## AIM OF THE EXERCISE
Reproduce the listing verbatim.

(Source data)

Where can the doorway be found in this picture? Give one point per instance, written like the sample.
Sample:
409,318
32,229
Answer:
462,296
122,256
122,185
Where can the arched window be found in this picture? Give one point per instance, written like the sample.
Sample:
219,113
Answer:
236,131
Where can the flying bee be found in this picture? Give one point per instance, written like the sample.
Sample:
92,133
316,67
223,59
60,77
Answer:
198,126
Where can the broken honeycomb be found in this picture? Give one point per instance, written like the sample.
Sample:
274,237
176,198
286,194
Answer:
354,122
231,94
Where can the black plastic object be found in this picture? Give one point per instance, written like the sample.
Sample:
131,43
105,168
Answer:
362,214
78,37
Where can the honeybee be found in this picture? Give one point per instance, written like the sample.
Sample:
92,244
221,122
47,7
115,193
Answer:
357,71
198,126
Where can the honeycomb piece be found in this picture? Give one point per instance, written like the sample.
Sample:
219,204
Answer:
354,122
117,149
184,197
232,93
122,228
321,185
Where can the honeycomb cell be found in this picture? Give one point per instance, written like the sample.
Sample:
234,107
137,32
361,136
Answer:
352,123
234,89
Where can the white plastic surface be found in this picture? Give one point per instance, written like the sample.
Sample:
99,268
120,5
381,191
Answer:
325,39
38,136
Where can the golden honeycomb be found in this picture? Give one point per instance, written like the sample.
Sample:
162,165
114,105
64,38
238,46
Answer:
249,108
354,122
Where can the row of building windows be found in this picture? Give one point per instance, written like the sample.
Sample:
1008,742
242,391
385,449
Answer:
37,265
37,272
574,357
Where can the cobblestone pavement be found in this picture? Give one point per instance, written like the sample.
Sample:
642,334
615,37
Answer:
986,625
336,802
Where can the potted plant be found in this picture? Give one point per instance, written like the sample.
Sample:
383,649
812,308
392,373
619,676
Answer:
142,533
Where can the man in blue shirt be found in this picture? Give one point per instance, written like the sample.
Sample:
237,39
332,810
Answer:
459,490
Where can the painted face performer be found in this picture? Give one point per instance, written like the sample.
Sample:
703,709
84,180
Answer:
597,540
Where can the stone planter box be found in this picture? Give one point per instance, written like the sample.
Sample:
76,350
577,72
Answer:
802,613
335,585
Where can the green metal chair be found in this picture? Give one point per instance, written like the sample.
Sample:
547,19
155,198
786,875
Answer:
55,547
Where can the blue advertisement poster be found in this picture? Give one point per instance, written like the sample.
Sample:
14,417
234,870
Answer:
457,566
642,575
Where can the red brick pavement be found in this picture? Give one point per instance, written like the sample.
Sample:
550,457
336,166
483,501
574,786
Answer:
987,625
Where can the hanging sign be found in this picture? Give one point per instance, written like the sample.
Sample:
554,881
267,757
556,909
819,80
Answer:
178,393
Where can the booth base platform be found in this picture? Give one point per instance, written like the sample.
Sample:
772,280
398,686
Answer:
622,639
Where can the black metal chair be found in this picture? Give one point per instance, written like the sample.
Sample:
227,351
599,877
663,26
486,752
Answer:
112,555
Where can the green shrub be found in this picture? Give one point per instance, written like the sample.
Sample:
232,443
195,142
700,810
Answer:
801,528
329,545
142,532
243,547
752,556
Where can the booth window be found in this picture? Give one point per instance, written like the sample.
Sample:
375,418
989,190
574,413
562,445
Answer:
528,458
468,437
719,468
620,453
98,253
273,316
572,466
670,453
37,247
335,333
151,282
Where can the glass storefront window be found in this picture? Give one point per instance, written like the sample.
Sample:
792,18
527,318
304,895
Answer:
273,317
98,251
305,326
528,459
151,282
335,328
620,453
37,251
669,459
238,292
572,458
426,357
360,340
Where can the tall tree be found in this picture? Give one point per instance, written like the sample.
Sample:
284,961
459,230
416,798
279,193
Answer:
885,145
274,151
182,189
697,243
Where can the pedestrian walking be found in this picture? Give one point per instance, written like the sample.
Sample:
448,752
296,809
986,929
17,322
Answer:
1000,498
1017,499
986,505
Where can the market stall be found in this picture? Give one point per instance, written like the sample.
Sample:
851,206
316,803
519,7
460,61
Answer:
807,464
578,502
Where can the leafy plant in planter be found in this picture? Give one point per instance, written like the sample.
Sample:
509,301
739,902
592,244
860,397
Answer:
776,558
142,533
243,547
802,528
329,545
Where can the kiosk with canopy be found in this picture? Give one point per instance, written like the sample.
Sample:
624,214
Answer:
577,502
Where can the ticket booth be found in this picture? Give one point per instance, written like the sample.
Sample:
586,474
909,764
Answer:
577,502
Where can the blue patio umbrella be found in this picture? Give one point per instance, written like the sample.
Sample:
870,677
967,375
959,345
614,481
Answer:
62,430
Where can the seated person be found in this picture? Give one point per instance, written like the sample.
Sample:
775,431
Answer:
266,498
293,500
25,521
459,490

## THE COMPLETED TASK
Where can the doorway be found in this picture? Give one point per instance, written like the sample.
Sample:
409,318
32,229
Answer:
462,296
122,256
122,185
Where can the arched window be found in this picture? Give one point per instance, written like the sample.
Sample:
219,113
Answer:
236,131
Where can the flying bee be found in this picture? Give one point per instance, written like the sample.
Sample:
92,133
316,67
223,59
60,77
Answer:
198,126
Where can the broken honeycomb be found in this picture? Give one point per instance, written like the sample.
Sample:
274,237
176,198
286,194
Answer:
354,122
231,94
Where can the black plastic object be found in this picture? Give one point per instance, written like the sample.
Sample:
131,43
105,168
Answer:
362,214
78,37
Where can the honeybee be found in this picture? Give one point per instance, written like the sample.
Sample:
92,244
221,122
47,7
115,193
Answer:
357,71
198,126
Where can the honeycomb piece be found in this picture? Give one point per instance, written like the sample.
Sample:
219,204
Answer:
354,122
117,149
184,197
232,93
122,228
321,185
Where can the honeycomb cell be found in this picture? Give one point per instance, written like the sample.
Sample:
234,107
137,32
361,136
Answer:
352,123
234,89
Where can the white plastic surface be found in this picture? Give one point per instance, written like the sample.
Sample:
99,268
120,5
381,191
Answer:
325,39
38,136
Where can the golden honeycomb be found in this picture? Give one point per instance, written like the sample.
Sample:
162,165
114,105
64,38
238,46
Answer:
249,108
354,122
Where can the row of building windows be found in this picture? Give one point per instance, written like the sample.
Sample:
1008,742
242,391
385,449
Answer:
37,265
37,272
574,357
Where can the cobblestone pavement be found in this picture? Give one point per instance, written like the sample.
Sample:
642,334
615,37
Answer:
986,625
336,802
Where can the potted plant be found in this picture? Give one point per instance, written like the sample.
Sample:
383,649
812,308
392,373
619,676
Answer:
142,533
Where can the man in blue shirt be found in this picture? Give one point per instance, written like the sample.
Sample:
237,39
332,810
Answer:
459,490
Where can the painted face performer be found in this picture? Give one point per instance, written like the sample.
Sample:
703,709
84,180
Answer:
597,540
Where can the stone planter box be found in this picture? Give one point per instance, written like the sample.
Sample:
76,350
577,72
Answer:
802,613
335,585
Where can the green metal chair be found in this picture? Give one point per instance, written like the sample.
Sample:
547,19
155,198
786,875
Answer:
55,547
Where can the blue advertisement poster be found in this picture? Give one point per instance, written like the sample.
Sample:
14,417
234,870
Answer:
457,566
642,575
Where can the red brick pavement be found in this picture? Give one point per instance, written like the sample.
Sample:
550,457
336,166
483,501
574,786
Answer:
987,625
Where can the hanging sign be found in this picture? Give one point per instance, written like the sample.
Sample:
554,881
267,757
556,909
819,80
Answer:
178,393
Where can the booth base platform be found in this picture? Give one point per instance, written like the sample.
Sample:
772,280
398,686
Answer:
622,639
Where can the black metal chair be found in this picture? Give one point per instance, written like the sample.
Sample:
227,351
599,877
663,26
486,752
Answer:
112,555
Where can the green shrub be found in this picture? Give one point per instance, written like the sample.
Sample:
232,443
195,142
700,810
Answer:
801,528
329,545
142,532
243,547
752,556
Where can the booth window be found in this picture? Give one point per instance, written like the sample.
Sample:
375,418
989,190
574,413
562,445
Answer:
528,458
468,437
719,468
620,453
98,253
273,316
572,466
670,453
37,247
335,333
151,282
Where can the glass storefront window be found in this picture? Give one point per instance, written like the sample.
Sample:
792,18
527,318
304,895
Answer:
273,317
98,251
305,326
528,459
151,282
335,328
620,453
37,251
669,459
238,292
572,458
426,357
360,340
Where can the tall tree be found in this picture? Give one point per instance, written like the sample.
Sample:
284,961
459,230
416,798
279,193
Answer:
885,145
274,151
182,189
697,243
Where can the pedestrian walking be found in this picture? Give one point per instance, written like the sample.
Sample:
448,752
296,809
986,929
17,322
Answer:
1000,498
1017,499
986,505
Where can the market stall be found in this picture? Give one point per instance, written like the sample.
Sample:
851,206
316,803
519,7
460,61
Answer:
807,464
578,502
Where can the leafy plant in planter be found in this picture? Give one point per instance, written like the sample.
Sample:
509,301
739,902
592,244
860,397
Answer:
776,558
142,533
243,547
802,528
329,545
Where can the kiosk with canopy be found in this picture? Give one point per instance, written like the sample.
Sample:
624,214
Answer:
577,502
Where can the ticket booth be found in this picture? Give one point per instance, written like the sample.
Sample:
586,474
909,764
Answer:
577,502
Where can the blue patio umbrella be found in this picture? Give one point per instance, written like the sample.
Sample:
870,677
967,375
959,345
614,481
Answer:
62,430
Where can the seated person be found in this picture? Give one point per instance, written like the sample.
Sample:
775,431
Answer:
266,498
293,500
25,521
459,490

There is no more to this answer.